» PROBLEM SET:
1. Copy word for word the passage of the article on Israel's Hamas target list, starting at the words "Sinwar is the highest-ranking" and stopping after "known as Majd.".
2. Answer these questions from the article on Israel's Hamas target list:
(a) What nickname is given for Yahya Sinwar?
(b) What is the name of the Hamas security service that Ismail Haniyeh founded?
(c) How many known pictures of Mohammed Deif are there?

» SUPPLIED TEXT:
'''
One angle of the Israeli Hamas conflict is focused on Israeli’ Hamas Kill List for those responsible for Hamas’ Oct. 7 attack on Israeli soil, but simultaneous conflicts simmering could seriously expand further than it has already in two other fronts, the West Bank and Israel’s border with Lebanon, and beyond to Iraq and Syria.
Israeli’s Hamas Kill List
Israeli military and intelligence are known for their sophistication and use of spies to take out enemies with precision. What they are relying upon now to take out their designated list of senior Hamas targets responsible for the heinous attacks on Israel on Oct. 7 is far more strategic as it focuses on Gaza, but it is not fully contained.
Israelis are using a triangle of intelligence expertise known as HUMINT, VISINT and SIGINT to take out Hamas leadership in Gaza and those aligned with Hamas. HUMINT is human intelligence on the ground; VISINT, otherwise known as visual intelligence, referring to aerial surveillance; SIGINT is the interception of communications.
Some targets have already been taken out but others still remain.
Hamas’ leadership in Gaza is one of Israel's targets and at the top of Israeli’s Kill List is Yahya Sinwar, whose nickname is the “Butcher of Khan Yunis.”
Sinwar is the highest-ranking Hamas official inside Gaza, its defacto ruler, second only to Hamas’ leader, Ismail Haniyeh, who was designated as a terrorist by the U.S. Department of State as of 2018. Haniyeh has resided in Qatar for the last several years, and is the founder of the Hamas security service known as Majd.
“Yahya Sinwar is the commander of the campaign, and he is a dead man,” according to Rear Admiral Daniel Hagari, spokesman for the Israel Defense Forces. Sinwar is Hamas’s “military and political leadership, all of its assets, are subject to attack and doomed,” added Hagari.
Mohammed Deif, the leader of the Izz ad-Din al-Qassam Brigades, Hamas’s military wing is near the top of the list also. Deif is infamous for changing his location daily. There are only three known pictures of him, two of which include face-coverings. Mossad and IDF refer to Deif as the “The Cat with Nine Lives.” To Israelis, he is the “Mastermind” to Palestinians, who sympathize with Hamas. He is one of the architectural engineers of the massive and convoluted underground tunnel system that allows Hamas to get inside Israel from Gaza and move ammunition to and around Gaza.
'''
» MATERIAL PROVIDED:
'''
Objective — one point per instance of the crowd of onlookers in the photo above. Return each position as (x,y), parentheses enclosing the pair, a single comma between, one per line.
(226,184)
'''
» ANSWERS GIVEN:
1.
Sinwar is the highest-ranking Hamas official inside Gaza, its defacto ruler, second only to Hamas’ leader, Ismail Haniyeh, who was designated as a terrorist by the U.S. Department of State as of 2018. Haniyeh has resided in Qatar for the last several years, and is the founder of the Hamas security service known as Majd.

2.
(a) The "Butcher of Khan Yunis."
(b) Majd.
(c) Three.